**Task details**
Write out the data below in full. Keep it exact.

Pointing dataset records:
◆ ◆ ◆ ◆

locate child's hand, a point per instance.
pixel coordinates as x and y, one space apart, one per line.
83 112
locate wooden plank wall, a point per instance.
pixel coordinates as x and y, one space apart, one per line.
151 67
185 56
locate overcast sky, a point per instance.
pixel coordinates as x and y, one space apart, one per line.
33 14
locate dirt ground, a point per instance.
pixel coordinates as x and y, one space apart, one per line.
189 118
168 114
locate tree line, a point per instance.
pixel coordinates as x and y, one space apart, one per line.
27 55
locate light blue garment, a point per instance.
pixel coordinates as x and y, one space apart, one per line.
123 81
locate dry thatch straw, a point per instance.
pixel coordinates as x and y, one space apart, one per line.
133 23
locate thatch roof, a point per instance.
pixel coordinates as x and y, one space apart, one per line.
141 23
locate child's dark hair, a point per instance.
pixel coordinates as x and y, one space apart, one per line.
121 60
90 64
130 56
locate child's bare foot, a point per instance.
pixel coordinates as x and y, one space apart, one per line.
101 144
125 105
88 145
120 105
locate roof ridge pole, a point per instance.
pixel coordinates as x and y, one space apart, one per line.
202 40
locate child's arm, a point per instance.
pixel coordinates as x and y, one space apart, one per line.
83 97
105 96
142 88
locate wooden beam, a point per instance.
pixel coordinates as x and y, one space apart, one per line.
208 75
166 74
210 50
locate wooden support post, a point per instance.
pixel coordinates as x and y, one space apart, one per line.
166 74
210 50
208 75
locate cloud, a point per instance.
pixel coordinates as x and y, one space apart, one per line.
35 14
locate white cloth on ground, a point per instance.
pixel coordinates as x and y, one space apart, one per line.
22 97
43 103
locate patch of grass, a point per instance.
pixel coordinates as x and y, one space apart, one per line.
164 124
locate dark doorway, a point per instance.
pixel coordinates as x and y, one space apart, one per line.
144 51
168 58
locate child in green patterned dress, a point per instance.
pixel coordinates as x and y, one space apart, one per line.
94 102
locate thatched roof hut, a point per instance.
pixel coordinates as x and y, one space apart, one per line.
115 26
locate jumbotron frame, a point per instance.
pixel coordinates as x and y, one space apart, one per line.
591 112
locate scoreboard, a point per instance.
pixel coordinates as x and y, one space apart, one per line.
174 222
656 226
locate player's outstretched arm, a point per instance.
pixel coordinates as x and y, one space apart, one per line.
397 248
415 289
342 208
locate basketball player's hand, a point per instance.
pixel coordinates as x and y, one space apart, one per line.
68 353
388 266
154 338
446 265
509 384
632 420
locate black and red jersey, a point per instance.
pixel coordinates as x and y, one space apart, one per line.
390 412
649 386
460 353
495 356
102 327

◆ ◆ ◆ ◆

**Task solution**
locate child's hand, a point per instance.
pixel coordinates as x and y, one space apart, one per line.
83 112
locate wooden plank wall, a point per instance.
pixel coordinates as x and y, one space apart, one per line.
151 67
185 56
locate overcast sky, a point per instance.
pixel coordinates as x and y, one space apart, one per line.
33 14
locate dirt ground, a point per instance.
pixel coordinates as x and y, one space apart, one per line.
189 118
168 114
locate tree line, a point per instance.
pixel coordinates as x and y, one space apart, one per line.
27 55
locate light blue garment, a point per instance.
pixel coordinates as x and y, one space apart, one per line.
123 81
locate dry thatch straw, a point per instance.
pixel coordinates as x and y, one space apart, one per line.
133 23
locate thatch roof, a point per instance.
pixel coordinates as x and y, one space apart, one per line.
141 23
locate child's dark hair, a point per instance.
pixel coordinates as x and y, one space apart, one per line.
121 60
90 64
130 56
locate child's bare foot, a point per instance.
pixel coordinates as x and y, one space apart, one per line.
101 144
125 105
88 145
120 105
locate roof ridge pole, a point per instance.
pixel coordinates as x and y, one space apart, one per line.
202 40
locate child's arm, a point per instance.
pixel coordinates as x and y, one space apart, one per line.
83 97
105 96
142 88
locate wooden beam, a point per instance.
pixel coordinates as x and y, one space apart, one per line.
208 75
166 74
210 50
locate wooden support post, a point per instance.
pixel coordinates as x and y, one space apart, one per line.
166 74
210 50
208 75
locate cloud, a point per instance.
pixel coordinates as x and y, one space apart, one per line.
35 14
locate white cloth on ground, a point per instance.
pixel coordinates as x and y, one space apart, one per line.
22 97
43 103
locate patch of grass, a point per instance.
pixel coordinates as x and y, one space apart, one per line.
164 124
locate dark doorway, a point per instance.
pixel coordinates as x and y, one space apart, one per line.
144 51
168 58
locate child in green patterned dress, a point per instance.
pixel coordinates as x and y, one space apart, one per line.
94 102
locate thatched roof hut, a point per instance.
pixel coordinates as x and y, one space apart, one per line.
115 26
locate jumbotron frame, a point per instance.
pixel coordinates as x and y, one space apart, one per line.
591 112
locate scoreboard, a point per instance.
pixel coordinates as x and y, one space apart, one per line.
174 222
656 226
locate player's outstretched arm, a point per instance.
pixel coordinates as x and y, one space apart, one per line.
397 248
415 289
342 208
locate basketball player's hand, a point per instance.
pixel coordinates as x and y, one space apart, one per line.
68 353
388 266
154 338
446 265
509 384
632 420
locate black and red jersey, a point per instance.
pixel coordinates as x and y, one space apart, one per line.
390 412
649 386
460 353
495 356
102 327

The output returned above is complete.